→ TRAVAIL DEMANDÉ
Reprenez le texte sur les systèmes hydrothermaux et poursuivez-le à partir de sa dernière phrase.

Les systèmes hydrothermaux : quand les roches interagissent avec la mer

On sait aujourd’hui qu’il existe une très grande variabilité dans la composition des fluides, des précipités hydrothermaux et des populations animales associées aux sources.

Cette diversité dépend principalement de deux paramètres : la pression et la nature des roches qui réagissent avec l’eau de mer.

La pression agit sur la température d’ébullition des fluides. Or, les sources hydrothermales sont présentes de la zone littorale jusqu’à 4100 m de profondeur. Si la température des fluides dépassent la température d’ébullition de l’eau de mer, les fluides seront alors plus (saumures) ou moins salés (vapeur condensée) que l’eau de mer. A 3000 mètres par exemple, la température d’ébullition de l’eau de mer est supérieure à 400°C. La nature des roches lessivées au cours de la circulation hydrothermale est le deuxième facteur influant sur les compositions des fluides et des dépôts hydrothermaux. Les fluides et les dépôts hydrothermaux issus des interactions de l’eau de mer avec les laves basaltiques (pauvres en silice), les laves rhyolitiques (riches en silice), les sédiments, ou les roches ultrabasiques issues du manteau ont des compositions extrêmement diversifiées.

A long terme, l’exploration des grands fonds océaniques est une aventure qui doit se construire dans le cadre de coopérations internationales. La France, associée aux États-Unis, a été à l’origine de la découverte des systèmes hydrothermaux. Pendant une vingtaine d’année les pays maîtrisant la technologie des submersibles habités (France, États-Unis, Japon, Russie, Canada) ont eu un accès privilégié à l’étude des systèmes hydrothermaux. L’arrivée des engins télé-opérés a élargi ce groupe avec l’Allemagne, l’Angleterre, la Chine et la Corée du Sud.

→ DONNÉES AFFICHÉES
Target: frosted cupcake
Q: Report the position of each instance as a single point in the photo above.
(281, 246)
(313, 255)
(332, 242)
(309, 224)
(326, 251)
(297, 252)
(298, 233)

→ RÉSULTAT OBTENU
30 ans de coopération franco-russe

Une coopération forte existe depuis plus de 30 ans entre la France et la Russie pour l’exploration et la connaissance de la dorsale Médio-Atlantique, lieu de séparation des plaques Amérique et Afrique. Ainsi, depuis 1969, plusieurs campagnes communes ont été menées sur les navires russes et français.

L’objectif de cette coopération est de mieux connaître l’océan profond et ses relations avec l’intérieur du globe, de recenser les ressources minérales potentielles et de comprendre l’écologie des systèmes hydrothermaux. Cette connaissance sera essentielle pour une exploitation raisonnable des ressources minérales grands fonds et la préservation de notre environnement.

Durant les années 70 et 80, la coopération s’est focalisée sur l’étude des roches volcaniques. L’objectif était de comprendre les mécanismes de fusion du manteau produisant les laves, elles-mêmes à l’origine de la croûte océanique. Puis, au début des années 90, les recherches se sont orientées vers l’étude des mécanismes de transferts chimiques par les circulations hydrothermales. Plus particulièrement, les scientifiques français et russes se sont intéressés au transfert des métaux et à leur accumulation sous forme d’amas de sulfures polymétalliques, ces derniers constituant une ressource minérale potentielle. Enfin, l’ouverture de la coopération vers les systèmes hydrothermaux a élargi le champ disciplinaire de recherche vers des études sur la biodiversité des grands fonds et l’étude des bactéries extrêmophiles.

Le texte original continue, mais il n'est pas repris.